Фрагмент страницы:
········
Гитлер, как это видно из его расписания, не стал дожидаться польских гарантий Чемберлена и принял план нападения на Польшу раньше. Дело в том, что Гитлер, в отличие от большинства своих современников, мыслил долгосрочными категориями. Оккупация Австрии, Судетской области и Праги – все это шаги к заключительному решению вопроса с поляками. Они также служили и другим целям, однако, как разъяснил Йодль на Нюрнбергском процессе, после захвата всей Чехословакии создались стратегические предпосылки для нападения на Польшу. Остались только политические соображения.

Такова была обстановка, на фоне которой спустя шесть месяцев после мюнхенского соглашения должны были начаться англо-французские штабные переговоры, причем при поразительном отсутствии политического руководства от их правительств относительно политических целей. В итоге два штаба обсуждали три основных предположения, с которыми они и согласились:

что англичане не были готовы к войне;

что французы не могли вести военные действия;

что немцы имели значительно превосходящую хорошо налаженную действующую военную машину, готовую работать и удерживаемую только нежеланием Гитлера начать войну.

Глава 2
Легенда о британской и англо-французской неподготовленности

В отличие от политиков профессиональные военные, включая моряков и летчиков, пользовались репутацией реалистов, которые принимали трезвые решения, не поддавались эмоциям и руководствовались только хладнокровной оценкой установленных фактов. Мюнхенское соглашение, как мы видели, дало им время перевести дух. И они воспользовались этим. Имперский Генеральный штаб максимально использовал передышку и приобретение чехословацкого военного потенциала[7].

В феврале, спустя четыре месяца после принесения жертвы, начальники штабов представили кабинету обширный доклад, в котором давалась оценка обстановки после Мюнхена. В этом документе, по странности названном «Европейская оценка обстановки», руководство трех видов вооруженных сил поставило на первое место по стратегической важности оборону Египта и Суэцкого канала. Подробно рассматривалась Индия; обдумывалась отправка военно-морских подкреплений на Дальний Восток. Возможность осложнений в Европе была сведена к заключению, что англо-французская стратегия должна быть направлена главным образом на «обеспечение целостности французской территории». Только, как именно это должно быть сделано, объяснялось лишь внушительно звучащими банальностями. В документе не чувствовалось особой срочности: как будто Мюнхен дал им всем все время мира. Не было ощущения, что время истекает, что приоритетом у Гитлера является не Египет, а Прага, что целью Гитлера является не Суэцкий канал, а Европа.

До дела дошло только 27 марта, ровно через шесть месяцев после Мюнхена и через две недели после того, как Гитлер нарушил это соглашение, оккупировав Чехословакию. В этот день британский и французский штабы начали «обсуждение», чтобы выработать совместные планы исходя из новой обстановки[8].
········
Фрагменты строк:
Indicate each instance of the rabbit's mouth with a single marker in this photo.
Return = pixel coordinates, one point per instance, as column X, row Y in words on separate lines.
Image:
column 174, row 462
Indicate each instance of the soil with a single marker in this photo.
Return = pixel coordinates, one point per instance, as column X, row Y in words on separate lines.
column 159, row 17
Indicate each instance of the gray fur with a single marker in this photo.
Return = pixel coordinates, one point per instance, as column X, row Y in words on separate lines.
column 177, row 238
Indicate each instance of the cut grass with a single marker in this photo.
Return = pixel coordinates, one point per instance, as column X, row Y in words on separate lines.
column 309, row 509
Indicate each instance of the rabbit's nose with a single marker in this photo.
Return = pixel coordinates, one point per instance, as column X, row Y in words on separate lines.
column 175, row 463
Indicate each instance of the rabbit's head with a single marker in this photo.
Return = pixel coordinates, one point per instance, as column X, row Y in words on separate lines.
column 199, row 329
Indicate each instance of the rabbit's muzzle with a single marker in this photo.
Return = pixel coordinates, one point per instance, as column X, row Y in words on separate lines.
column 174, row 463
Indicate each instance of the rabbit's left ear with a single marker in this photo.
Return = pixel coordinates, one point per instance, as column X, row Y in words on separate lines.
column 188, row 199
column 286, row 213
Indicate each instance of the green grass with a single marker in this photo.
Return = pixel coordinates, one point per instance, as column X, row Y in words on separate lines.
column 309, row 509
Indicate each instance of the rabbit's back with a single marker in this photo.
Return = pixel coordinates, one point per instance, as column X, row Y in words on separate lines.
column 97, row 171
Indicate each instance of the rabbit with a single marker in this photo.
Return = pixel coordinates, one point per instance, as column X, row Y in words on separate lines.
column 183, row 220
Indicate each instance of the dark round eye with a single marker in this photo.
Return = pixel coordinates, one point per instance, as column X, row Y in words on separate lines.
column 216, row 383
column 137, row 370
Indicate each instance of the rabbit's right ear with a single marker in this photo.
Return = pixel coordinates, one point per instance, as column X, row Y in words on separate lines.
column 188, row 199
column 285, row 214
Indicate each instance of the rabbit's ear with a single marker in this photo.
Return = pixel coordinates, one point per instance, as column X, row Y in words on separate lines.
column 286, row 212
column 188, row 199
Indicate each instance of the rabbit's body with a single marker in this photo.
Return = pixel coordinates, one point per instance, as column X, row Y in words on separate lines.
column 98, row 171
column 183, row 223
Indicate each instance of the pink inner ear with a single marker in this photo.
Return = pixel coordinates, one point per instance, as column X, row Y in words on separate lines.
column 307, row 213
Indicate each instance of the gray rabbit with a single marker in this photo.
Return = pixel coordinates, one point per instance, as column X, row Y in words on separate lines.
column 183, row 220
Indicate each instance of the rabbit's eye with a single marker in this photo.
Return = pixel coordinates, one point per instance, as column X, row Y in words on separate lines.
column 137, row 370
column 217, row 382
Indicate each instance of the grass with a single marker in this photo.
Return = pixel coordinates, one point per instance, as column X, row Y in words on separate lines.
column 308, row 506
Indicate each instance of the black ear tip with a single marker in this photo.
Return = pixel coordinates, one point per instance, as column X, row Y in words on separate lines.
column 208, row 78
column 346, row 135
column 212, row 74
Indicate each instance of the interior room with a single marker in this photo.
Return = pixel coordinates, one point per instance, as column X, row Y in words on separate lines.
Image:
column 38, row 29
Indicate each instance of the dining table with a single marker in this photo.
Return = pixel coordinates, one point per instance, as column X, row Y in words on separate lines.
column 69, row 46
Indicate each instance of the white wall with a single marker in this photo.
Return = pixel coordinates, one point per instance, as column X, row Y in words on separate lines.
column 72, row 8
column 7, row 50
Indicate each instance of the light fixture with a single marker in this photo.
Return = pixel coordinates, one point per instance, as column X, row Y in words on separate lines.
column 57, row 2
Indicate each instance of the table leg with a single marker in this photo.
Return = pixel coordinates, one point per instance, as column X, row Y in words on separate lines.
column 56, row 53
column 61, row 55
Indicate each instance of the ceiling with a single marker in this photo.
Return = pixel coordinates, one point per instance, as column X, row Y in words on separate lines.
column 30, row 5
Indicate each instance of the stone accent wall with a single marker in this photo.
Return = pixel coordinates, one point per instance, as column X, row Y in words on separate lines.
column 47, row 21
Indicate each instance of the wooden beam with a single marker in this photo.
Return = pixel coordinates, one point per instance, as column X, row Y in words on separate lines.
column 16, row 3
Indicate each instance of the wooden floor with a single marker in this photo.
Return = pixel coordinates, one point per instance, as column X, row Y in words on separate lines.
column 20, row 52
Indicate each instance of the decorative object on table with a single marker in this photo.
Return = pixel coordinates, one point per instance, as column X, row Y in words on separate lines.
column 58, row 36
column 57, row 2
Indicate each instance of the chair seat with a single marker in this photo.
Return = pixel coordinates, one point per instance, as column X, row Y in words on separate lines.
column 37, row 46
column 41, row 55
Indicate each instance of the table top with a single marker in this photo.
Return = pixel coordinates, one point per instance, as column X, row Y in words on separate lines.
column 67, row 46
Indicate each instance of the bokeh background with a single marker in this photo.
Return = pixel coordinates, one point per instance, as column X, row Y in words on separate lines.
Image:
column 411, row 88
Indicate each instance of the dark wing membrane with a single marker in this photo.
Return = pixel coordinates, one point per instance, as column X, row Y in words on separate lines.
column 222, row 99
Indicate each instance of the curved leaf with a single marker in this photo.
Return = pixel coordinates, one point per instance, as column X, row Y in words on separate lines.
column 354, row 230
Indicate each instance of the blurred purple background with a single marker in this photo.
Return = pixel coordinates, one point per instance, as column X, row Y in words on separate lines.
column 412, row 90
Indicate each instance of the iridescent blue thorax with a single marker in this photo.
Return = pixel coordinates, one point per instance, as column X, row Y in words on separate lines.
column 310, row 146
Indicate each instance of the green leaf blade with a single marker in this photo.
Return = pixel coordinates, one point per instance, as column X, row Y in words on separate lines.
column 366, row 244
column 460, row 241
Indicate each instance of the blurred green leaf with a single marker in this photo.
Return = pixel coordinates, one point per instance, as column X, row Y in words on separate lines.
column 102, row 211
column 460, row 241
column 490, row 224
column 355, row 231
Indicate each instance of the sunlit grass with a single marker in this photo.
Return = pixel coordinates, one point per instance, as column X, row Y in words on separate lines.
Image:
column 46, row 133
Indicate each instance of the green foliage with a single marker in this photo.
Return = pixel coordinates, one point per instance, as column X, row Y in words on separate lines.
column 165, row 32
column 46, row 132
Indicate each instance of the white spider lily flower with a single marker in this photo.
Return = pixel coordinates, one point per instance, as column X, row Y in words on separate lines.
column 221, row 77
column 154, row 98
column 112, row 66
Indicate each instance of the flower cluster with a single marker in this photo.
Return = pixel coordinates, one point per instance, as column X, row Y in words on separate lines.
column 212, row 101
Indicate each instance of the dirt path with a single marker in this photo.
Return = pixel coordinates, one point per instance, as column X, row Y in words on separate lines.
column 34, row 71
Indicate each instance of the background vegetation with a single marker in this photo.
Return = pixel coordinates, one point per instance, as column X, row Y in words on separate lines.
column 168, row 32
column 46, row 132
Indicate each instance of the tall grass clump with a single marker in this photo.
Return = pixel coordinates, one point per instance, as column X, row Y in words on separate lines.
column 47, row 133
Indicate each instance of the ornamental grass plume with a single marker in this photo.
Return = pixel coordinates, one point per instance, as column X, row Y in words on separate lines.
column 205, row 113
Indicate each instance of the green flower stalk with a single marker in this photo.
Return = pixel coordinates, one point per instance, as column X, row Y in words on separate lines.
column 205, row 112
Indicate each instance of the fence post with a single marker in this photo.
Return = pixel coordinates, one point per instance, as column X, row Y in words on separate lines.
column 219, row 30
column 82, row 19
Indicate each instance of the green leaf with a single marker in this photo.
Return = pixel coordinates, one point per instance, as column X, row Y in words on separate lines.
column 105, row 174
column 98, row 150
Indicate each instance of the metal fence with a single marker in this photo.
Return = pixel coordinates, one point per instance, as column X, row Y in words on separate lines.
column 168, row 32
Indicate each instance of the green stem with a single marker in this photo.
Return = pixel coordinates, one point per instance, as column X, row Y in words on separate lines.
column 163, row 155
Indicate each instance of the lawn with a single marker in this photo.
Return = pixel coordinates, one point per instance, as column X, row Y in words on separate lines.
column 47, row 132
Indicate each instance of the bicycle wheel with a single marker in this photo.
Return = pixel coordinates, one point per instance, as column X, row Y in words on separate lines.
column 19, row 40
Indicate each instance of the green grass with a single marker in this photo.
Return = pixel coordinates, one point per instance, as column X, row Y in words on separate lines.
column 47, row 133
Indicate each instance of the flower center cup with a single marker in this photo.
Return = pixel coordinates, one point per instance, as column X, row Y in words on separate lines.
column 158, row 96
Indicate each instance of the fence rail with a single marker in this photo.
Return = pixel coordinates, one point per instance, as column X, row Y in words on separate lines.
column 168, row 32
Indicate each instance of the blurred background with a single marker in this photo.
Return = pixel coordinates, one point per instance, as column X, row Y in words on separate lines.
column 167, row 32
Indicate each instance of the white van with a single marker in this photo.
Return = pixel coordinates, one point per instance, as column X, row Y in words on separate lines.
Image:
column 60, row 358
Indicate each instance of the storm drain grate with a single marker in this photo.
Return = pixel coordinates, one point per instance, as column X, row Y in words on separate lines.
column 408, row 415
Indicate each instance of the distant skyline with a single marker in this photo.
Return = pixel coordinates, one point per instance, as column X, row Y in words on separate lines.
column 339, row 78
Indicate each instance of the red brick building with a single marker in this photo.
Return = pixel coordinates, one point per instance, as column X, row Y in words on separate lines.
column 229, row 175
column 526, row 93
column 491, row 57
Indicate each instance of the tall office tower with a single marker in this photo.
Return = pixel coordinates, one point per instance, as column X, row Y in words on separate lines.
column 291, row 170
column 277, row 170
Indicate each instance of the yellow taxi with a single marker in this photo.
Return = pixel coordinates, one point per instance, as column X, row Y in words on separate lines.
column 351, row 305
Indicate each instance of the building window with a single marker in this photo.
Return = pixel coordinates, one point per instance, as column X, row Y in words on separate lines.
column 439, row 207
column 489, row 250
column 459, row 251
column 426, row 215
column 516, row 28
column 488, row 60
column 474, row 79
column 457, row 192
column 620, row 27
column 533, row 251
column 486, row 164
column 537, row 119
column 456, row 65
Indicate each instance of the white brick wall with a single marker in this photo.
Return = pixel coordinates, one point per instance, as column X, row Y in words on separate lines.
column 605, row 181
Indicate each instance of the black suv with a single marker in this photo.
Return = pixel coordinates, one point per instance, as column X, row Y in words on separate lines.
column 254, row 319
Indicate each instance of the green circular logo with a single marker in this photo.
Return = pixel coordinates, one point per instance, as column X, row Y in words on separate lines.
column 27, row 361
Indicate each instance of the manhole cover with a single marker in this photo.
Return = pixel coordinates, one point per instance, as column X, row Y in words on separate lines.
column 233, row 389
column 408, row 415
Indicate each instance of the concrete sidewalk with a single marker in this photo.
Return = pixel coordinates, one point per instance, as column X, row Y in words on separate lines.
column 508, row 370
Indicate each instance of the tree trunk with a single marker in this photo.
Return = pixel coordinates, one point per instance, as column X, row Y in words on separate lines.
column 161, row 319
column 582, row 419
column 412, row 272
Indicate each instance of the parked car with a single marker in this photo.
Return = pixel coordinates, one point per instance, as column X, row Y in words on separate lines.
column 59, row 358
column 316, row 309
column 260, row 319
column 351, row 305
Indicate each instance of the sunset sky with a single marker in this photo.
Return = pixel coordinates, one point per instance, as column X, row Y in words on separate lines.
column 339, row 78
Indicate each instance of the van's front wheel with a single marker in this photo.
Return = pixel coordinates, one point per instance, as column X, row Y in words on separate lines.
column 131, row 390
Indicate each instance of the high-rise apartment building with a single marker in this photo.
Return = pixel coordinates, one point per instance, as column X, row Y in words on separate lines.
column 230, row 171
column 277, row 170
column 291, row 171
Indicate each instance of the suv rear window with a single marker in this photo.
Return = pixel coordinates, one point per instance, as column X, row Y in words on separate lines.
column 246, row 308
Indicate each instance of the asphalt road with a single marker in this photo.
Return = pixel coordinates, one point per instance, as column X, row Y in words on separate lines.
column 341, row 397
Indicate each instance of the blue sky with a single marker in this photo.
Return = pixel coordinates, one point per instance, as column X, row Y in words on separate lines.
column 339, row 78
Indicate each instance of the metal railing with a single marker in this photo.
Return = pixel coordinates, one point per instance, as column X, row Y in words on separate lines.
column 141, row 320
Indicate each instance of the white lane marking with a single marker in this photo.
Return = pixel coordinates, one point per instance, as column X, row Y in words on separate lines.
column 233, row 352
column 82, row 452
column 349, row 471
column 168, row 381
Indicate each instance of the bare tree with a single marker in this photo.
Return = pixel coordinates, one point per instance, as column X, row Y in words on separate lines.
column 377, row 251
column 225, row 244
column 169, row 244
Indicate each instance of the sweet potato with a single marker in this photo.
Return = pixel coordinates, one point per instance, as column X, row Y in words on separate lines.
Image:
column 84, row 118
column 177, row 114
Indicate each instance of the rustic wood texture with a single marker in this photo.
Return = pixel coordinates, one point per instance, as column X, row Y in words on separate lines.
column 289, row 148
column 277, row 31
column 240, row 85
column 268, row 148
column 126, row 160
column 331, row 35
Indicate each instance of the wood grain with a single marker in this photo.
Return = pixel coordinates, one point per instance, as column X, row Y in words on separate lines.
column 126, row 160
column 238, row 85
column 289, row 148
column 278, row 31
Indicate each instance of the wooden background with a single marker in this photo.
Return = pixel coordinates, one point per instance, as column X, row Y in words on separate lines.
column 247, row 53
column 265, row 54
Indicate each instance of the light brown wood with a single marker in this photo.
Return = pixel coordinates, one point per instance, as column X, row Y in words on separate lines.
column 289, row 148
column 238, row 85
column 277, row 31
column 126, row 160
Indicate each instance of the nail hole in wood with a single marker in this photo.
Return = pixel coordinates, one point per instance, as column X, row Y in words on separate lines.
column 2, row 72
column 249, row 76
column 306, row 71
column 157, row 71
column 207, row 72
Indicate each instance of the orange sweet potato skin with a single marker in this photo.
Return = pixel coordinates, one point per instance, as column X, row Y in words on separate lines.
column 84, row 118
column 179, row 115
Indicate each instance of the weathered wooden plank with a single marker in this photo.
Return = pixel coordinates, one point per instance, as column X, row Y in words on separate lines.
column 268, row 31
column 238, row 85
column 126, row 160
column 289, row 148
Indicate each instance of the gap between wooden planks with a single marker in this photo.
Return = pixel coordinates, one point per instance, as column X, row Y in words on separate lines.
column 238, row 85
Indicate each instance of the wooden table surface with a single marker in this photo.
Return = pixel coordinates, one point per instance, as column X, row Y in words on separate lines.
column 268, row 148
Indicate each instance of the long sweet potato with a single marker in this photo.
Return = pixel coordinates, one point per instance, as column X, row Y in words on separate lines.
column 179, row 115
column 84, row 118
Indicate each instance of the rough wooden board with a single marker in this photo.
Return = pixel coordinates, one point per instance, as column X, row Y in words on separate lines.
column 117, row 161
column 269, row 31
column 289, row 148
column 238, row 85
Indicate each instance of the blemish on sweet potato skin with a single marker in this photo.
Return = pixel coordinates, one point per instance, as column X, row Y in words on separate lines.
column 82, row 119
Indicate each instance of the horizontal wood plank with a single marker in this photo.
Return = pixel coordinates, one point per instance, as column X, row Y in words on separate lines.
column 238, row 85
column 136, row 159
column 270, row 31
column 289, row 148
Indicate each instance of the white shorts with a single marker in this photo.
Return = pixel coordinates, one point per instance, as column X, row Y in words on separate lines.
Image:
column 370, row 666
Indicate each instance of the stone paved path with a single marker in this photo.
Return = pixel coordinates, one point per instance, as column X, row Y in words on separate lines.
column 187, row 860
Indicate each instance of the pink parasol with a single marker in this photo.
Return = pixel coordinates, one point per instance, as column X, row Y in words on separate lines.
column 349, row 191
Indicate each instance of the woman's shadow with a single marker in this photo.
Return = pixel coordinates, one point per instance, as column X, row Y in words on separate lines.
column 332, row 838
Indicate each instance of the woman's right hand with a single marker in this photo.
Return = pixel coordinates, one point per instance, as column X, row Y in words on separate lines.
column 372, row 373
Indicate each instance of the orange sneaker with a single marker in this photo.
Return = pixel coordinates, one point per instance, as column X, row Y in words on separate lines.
········
Задания:
1. Что руководство трех видов вооруженных сил, согласно фрагменту страницы, поставило на первое место по стратегической важности в «Европейской оценке обстановки»?
2. Переведите на английский язык предложение из фрагмента страницы: «Подробно рассматривалась Индия; обдумывалась отправка военно-морских подкреплений на Дальний Восток».
3. Продолжите фрагмент страницы об англо-французской подготовке к войне, начав сразу после его последнего предложения.
Строки для выполнения заданий не понадобятся.

Ответы:
1. Оборону Египта и Суэцкого канала.

2. India was examined in detail; sending naval reinforcements to the Far East was considered.

3.
Двумя днями позже, 29 марта, в Лондоне состоялось заседание кабинета, на котором было решено, что в случае войны на континенте участие в ней Англии не будет ограничиваться действиями военно-морского флота и авиации. В будущем англичанам необходимо подготовиться для отправки войск на континент. Кабинет также принял решение удвоить численность территориальной армии и одобрил предложенные премьер-министром «гарантии» польскому государству, которые должны были быть обнародованы 31 марта.

Итак, в зале заседаний кабинета министров на Даунинг-стрит британское правительство раскрыло наконец свой защитный зонтик над поляками, а в это же самое время – на другой стороне улицы – на первом заседании французского и британского штабов «военные» советники правительства приступили к разработке конкретных мер.

Они начали с весьма сдержанного обмена информацией. Представитель британской армии объяснил малость и медлительность предлагаемого британского вклада, а француз только «в общих чертах» раскрыл сведения о численности своих вооруженных сил. Он ничего не сказал британцам относительно предлагаемого плана кампании. Британцы и не настаивали. Они считали, что не имеют на это прав.

Таким образом, военные раздумья о европейской ситуации, судя по всему, были вызваны вовсе не тревогами, которые заставили Чемберлена и его правительство пойти на такой драматический шаг, идущий вразрез с традиционной британской внешней политикой, как гарантии независимости Польши. Мы видели, что основной причиной поспешности с декларацией был страх, что нападение на Польшу может произойти в любой момент. Однако, связав таким образом Британскую империю обещанием прийти на помощь полякам, ни Чемберлен, ни начальники штабов в Лондоне и Париже, кажется, вовсе не задумывались, каким образом на практике осуществить эти гарантии, окажись это необходимым. По общему мнению, однако, нам следует сделать вывод, что это было следствием не мошенничества или продуманной двойной игры Чемберлена, а его убеждения – роковое чувство! – что достаточно будет заявления об английских гарантиях, чтобы удержать Гитлера от осуществления запланированного им нападения.

Однако это не может служить оправданием для англо-французских штабистов[9]. Они должны были обеспечить практическую реализацию этих гарантий, если, конечно, не получили строгих указаний от своих правительств не рассматривать никаких мер, которые могли бы принести облегчение полякам в случае нападения на них немцев. А свидетельств существования подобной правительственной директивы нет. Создается впечатление, что в нем не было нужды: делегации британского и французского штабов сбросили со счетов все гарантии Польше, как только о них было заявлено. Ни на каком этапе совместного планирования штабисты не допускали влияния этих гарантий на установившиеся взгляды относительно того, что англичане и французы будут противостоять, казалось бы, превосходящей мощи германского рейха и итальянского дуче.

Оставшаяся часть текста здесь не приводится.